→ **Your goal**
Extract every line from the entries below that contains the string "case", matching its capitalization.

→ **Provided records**
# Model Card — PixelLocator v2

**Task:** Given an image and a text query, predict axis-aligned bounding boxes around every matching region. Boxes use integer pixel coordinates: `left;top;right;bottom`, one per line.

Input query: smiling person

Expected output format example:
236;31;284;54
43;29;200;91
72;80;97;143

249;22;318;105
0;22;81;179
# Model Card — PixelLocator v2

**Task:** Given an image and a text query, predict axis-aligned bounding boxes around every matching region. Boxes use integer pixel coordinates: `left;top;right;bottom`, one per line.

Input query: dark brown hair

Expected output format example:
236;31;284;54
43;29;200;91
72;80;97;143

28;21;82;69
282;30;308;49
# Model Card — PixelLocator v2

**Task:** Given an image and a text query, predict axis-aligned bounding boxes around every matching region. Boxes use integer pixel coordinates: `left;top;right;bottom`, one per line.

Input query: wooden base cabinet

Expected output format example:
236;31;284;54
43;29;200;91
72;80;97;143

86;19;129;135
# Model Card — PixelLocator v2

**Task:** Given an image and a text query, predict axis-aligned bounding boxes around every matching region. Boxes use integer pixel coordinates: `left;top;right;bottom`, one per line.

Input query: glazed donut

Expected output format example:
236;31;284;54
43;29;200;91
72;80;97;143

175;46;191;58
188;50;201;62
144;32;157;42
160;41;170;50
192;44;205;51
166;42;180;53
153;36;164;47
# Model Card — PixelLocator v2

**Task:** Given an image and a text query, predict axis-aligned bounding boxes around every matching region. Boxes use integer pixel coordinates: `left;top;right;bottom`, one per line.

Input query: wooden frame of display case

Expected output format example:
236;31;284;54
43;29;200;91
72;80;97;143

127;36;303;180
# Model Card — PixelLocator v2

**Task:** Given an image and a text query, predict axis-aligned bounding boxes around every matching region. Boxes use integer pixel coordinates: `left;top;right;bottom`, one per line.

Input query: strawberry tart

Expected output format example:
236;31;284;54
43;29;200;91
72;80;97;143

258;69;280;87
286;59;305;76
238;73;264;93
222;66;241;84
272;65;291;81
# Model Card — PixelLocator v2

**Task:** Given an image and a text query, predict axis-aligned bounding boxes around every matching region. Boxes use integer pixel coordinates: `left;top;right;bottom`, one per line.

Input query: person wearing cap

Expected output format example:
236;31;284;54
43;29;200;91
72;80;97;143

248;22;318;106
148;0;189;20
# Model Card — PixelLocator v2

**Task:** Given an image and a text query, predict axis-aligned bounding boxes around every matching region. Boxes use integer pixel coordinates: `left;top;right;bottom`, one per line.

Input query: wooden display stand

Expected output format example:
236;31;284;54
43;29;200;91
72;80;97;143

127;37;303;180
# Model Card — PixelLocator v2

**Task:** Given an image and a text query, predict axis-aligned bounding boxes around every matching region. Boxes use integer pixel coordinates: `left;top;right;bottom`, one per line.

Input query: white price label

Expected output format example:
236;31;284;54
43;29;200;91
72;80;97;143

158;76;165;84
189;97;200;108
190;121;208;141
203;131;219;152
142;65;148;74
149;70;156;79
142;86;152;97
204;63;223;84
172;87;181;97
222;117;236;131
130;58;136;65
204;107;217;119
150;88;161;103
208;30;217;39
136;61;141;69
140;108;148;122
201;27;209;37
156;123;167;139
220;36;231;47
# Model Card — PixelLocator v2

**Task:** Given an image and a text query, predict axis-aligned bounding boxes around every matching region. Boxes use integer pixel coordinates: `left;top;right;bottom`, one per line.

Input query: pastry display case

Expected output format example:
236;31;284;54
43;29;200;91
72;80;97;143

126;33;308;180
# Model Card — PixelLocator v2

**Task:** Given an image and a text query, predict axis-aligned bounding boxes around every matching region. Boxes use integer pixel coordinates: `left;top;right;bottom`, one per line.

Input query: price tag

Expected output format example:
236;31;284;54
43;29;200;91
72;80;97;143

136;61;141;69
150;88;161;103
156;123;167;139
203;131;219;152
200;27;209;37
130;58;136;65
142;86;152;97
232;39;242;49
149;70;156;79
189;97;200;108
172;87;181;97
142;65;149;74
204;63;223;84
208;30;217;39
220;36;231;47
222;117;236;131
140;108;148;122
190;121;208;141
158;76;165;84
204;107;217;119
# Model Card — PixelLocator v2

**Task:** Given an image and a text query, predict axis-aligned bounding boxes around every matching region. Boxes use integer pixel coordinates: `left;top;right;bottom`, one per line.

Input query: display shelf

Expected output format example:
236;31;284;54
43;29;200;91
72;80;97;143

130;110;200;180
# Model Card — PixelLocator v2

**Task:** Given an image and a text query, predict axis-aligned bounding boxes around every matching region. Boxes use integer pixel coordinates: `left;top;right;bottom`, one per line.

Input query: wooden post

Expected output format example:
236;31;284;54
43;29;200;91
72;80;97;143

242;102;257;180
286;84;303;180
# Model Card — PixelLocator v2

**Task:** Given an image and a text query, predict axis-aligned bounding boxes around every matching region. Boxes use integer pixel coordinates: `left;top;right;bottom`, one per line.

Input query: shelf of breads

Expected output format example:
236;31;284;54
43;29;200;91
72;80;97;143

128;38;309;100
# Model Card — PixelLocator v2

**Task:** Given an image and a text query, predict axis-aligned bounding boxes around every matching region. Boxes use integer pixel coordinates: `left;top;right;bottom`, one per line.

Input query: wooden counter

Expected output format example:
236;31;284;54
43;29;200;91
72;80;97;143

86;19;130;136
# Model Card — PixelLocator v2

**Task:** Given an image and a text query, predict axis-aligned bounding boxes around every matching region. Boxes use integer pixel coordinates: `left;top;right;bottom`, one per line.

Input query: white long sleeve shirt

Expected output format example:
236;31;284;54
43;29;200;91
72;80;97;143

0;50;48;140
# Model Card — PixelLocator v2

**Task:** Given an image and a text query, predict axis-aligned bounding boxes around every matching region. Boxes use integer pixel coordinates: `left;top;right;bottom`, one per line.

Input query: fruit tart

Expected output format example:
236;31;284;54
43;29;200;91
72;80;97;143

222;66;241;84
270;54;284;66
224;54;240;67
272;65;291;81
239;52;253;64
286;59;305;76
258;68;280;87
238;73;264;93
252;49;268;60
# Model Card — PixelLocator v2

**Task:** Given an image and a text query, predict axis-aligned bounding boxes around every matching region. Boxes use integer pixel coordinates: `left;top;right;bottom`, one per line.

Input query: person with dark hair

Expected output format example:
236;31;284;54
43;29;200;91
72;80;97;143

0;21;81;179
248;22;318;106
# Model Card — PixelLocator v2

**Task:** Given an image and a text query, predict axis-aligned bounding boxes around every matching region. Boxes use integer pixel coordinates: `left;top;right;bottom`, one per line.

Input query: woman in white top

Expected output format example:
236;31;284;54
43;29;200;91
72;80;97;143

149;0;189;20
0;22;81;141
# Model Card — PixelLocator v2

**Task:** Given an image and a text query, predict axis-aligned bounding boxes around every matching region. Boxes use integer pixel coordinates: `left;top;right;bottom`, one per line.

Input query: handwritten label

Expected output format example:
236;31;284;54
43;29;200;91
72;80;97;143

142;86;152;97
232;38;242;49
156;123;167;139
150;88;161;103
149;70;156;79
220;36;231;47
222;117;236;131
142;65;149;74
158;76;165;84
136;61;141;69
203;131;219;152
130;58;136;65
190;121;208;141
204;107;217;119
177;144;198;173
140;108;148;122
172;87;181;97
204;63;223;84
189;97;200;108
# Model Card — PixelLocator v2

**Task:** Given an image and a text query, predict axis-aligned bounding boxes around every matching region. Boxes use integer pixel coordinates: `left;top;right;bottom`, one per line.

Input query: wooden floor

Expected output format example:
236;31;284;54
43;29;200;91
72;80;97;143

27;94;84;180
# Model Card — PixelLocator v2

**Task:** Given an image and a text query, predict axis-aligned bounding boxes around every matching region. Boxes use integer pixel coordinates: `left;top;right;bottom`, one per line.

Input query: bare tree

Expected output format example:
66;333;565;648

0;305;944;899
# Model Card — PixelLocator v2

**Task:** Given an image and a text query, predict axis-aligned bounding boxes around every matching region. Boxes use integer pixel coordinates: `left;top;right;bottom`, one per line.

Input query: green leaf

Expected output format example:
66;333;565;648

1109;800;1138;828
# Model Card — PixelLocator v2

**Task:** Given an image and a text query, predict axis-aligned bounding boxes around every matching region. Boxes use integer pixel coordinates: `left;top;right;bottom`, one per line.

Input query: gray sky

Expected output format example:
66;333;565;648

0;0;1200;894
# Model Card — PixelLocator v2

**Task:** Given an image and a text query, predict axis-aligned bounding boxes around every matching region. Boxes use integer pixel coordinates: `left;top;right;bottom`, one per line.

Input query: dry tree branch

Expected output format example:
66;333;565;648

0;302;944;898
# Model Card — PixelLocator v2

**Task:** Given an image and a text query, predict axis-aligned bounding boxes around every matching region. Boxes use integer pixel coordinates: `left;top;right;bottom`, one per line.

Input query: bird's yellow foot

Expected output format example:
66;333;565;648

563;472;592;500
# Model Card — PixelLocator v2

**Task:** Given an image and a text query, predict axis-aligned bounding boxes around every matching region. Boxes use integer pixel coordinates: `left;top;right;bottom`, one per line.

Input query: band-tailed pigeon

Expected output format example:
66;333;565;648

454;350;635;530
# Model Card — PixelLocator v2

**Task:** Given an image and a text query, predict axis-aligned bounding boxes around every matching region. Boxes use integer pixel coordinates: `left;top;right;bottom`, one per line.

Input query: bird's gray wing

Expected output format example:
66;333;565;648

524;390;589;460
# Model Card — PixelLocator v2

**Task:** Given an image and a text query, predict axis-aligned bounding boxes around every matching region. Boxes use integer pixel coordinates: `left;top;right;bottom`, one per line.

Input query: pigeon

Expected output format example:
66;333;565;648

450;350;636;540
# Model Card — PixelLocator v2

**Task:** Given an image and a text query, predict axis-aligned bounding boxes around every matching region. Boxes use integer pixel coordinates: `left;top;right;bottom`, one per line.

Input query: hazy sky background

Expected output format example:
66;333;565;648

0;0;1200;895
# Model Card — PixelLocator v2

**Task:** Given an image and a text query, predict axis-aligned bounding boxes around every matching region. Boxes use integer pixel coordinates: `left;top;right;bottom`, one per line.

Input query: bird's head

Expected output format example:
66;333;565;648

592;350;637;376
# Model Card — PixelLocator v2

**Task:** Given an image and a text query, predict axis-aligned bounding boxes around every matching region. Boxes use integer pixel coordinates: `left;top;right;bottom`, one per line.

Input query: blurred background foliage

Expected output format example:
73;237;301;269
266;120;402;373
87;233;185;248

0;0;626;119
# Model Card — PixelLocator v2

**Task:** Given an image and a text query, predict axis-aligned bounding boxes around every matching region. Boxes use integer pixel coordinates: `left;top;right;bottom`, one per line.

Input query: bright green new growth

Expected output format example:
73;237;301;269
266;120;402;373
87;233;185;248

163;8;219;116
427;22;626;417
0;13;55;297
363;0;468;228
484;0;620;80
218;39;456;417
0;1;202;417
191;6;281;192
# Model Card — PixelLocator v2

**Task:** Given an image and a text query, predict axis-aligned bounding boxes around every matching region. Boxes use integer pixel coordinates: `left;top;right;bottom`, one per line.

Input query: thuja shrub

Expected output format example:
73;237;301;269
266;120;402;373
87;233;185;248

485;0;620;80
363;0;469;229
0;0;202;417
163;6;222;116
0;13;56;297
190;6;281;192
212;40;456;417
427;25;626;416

→ **Expected answer**
Input query: wooden frame of display case
Input query: pastry display case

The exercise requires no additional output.